Exercise objective >>
Look through the records below for the word "plant". Report how many lines have it, and only that number.

The data >>
========================

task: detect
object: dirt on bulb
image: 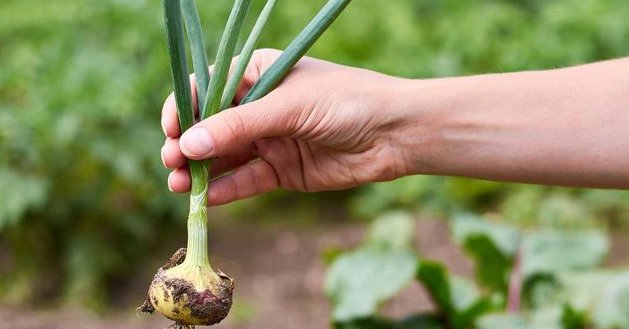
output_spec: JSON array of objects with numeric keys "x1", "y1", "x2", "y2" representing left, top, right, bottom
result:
[{"x1": 139, "y1": 248, "x2": 234, "y2": 327}]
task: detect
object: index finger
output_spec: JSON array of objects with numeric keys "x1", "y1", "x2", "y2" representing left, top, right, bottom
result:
[
  {"x1": 161, "y1": 93, "x2": 180, "y2": 138},
  {"x1": 161, "y1": 51, "x2": 275, "y2": 138},
  {"x1": 161, "y1": 75, "x2": 198, "y2": 138}
]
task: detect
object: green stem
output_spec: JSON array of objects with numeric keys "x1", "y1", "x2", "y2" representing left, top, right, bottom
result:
[
  {"x1": 182, "y1": 0, "x2": 211, "y2": 115},
  {"x1": 163, "y1": 0, "x2": 194, "y2": 130},
  {"x1": 201, "y1": 0, "x2": 252, "y2": 119},
  {"x1": 240, "y1": 0, "x2": 351, "y2": 105},
  {"x1": 183, "y1": 161, "x2": 210, "y2": 267},
  {"x1": 185, "y1": 0, "x2": 252, "y2": 267},
  {"x1": 163, "y1": 0, "x2": 211, "y2": 268},
  {"x1": 220, "y1": 0, "x2": 276, "y2": 110}
]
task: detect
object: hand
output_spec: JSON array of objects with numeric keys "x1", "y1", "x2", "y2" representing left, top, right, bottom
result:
[{"x1": 161, "y1": 49, "x2": 410, "y2": 205}]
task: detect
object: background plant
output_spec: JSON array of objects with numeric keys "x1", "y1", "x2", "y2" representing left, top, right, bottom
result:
[
  {"x1": 325, "y1": 211, "x2": 624, "y2": 329},
  {"x1": 1, "y1": 0, "x2": 628, "y2": 315}
]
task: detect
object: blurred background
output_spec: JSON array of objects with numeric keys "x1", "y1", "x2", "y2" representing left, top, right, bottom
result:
[{"x1": 1, "y1": 0, "x2": 628, "y2": 328}]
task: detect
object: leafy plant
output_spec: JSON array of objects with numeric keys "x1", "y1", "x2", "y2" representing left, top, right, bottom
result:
[{"x1": 325, "y1": 212, "x2": 627, "y2": 329}]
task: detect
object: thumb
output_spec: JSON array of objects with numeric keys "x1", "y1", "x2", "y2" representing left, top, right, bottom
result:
[{"x1": 179, "y1": 93, "x2": 296, "y2": 159}]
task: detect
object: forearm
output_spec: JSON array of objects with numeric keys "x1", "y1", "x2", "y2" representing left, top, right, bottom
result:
[{"x1": 392, "y1": 58, "x2": 629, "y2": 188}]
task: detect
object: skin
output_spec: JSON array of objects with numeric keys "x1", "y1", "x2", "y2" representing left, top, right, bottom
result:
[{"x1": 161, "y1": 49, "x2": 629, "y2": 205}]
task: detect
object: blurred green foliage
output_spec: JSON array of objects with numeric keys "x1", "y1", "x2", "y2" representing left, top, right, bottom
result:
[
  {"x1": 328, "y1": 212, "x2": 625, "y2": 329},
  {"x1": 1, "y1": 0, "x2": 628, "y2": 309}
]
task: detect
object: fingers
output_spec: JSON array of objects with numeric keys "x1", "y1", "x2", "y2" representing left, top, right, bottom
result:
[
  {"x1": 166, "y1": 158, "x2": 280, "y2": 204},
  {"x1": 161, "y1": 93, "x2": 181, "y2": 138},
  {"x1": 162, "y1": 52, "x2": 268, "y2": 138},
  {"x1": 162, "y1": 75, "x2": 198, "y2": 138},
  {"x1": 168, "y1": 167, "x2": 191, "y2": 193},
  {"x1": 164, "y1": 141, "x2": 257, "y2": 191},
  {"x1": 162, "y1": 138, "x2": 186, "y2": 169},
  {"x1": 210, "y1": 144, "x2": 258, "y2": 177},
  {"x1": 179, "y1": 93, "x2": 296, "y2": 160},
  {"x1": 208, "y1": 159, "x2": 279, "y2": 206}
]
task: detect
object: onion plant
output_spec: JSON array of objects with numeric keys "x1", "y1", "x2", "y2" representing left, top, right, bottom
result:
[{"x1": 138, "y1": 0, "x2": 351, "y2": 327}]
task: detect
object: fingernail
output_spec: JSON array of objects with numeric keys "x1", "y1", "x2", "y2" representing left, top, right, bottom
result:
[
  {"x1": 161, "y1": 115, "x2": 168, "y2": 135},
  {"x1": 160, "y1": 145, "x2": 166, "y2": 167},
  {"x1": 167, "y1": 172, "x2": 174, "y2": 192},
  {"x1": 180, "y1": 128, "x2": 214, "y2": 157}
]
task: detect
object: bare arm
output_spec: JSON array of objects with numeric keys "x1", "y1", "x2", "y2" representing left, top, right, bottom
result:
[
  {"x1": 394, "y1": 58, "x2": 629, "y2": 188},
  {"x1": 161, "y1": 51, "x2": 629, "y2": 205}
]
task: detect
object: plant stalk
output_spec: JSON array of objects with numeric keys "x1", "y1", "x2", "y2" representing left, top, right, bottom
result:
[
  {"x1": 201, "y1": 0, "x2": 252, "y2": 119},
  {"x1": 164, "y1": 0, "x2": 212, "y2": 268},
  {"x1": 221, "y1": 0, "x2": 276, "y2": 110},
  {"x1": 240, "y1": 0, "x2": 351, "y2": 105},
  {"x1": 182, "y1": 0, "x2": 211, "y2": 115},
  {"x1": 185, "y1": 161, "x2": 210, "y2": 267}
]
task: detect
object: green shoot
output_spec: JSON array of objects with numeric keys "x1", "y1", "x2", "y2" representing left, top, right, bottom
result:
[
  {"x1": 182, "y1": 0, "x2": 210, "y2": 116},
  {"x1": 201, "y1": 0, "x2": 252, "y2": 119},
  {"x1": 220, "y1": 0, "x2": 276, "y2": 110},
  {"x1": 163, "y1": 0, "x2": 194, "y2": 131},
  {"x1": 240, "y1": 0, "x2": 352, "y2": 105}
]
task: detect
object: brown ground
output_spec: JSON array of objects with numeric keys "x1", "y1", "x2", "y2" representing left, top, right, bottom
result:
[{"x1": 1, "y1": 217, "x2": 627, "y2": 329}]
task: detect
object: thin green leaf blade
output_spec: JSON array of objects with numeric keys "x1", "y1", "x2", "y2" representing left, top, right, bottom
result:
[
  {"x1": 163, "y1": 0, "x2": 194, "y2": 131},
  {"x1": 220, "y1": 0, "x2": 276, "y2": 110},
  {"x1": 182, "y1": 0, "x2": 210, "y2": 114},
  {"x1": 201, "y1": 0, "x2": 251, "y2": 119},
  {"x1": 164, "y1": 0, "x2": 208, "y2": 198},
  {"x1": 240, "y1": 0, "x2": 352, "y2": 105}
]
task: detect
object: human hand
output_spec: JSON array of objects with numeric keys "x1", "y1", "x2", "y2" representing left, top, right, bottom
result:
[{"x1": 160, "y1": 49, "x2": 411, "y2": 205}]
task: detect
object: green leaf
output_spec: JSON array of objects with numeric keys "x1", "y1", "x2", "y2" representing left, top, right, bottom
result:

========================

Task output >>
4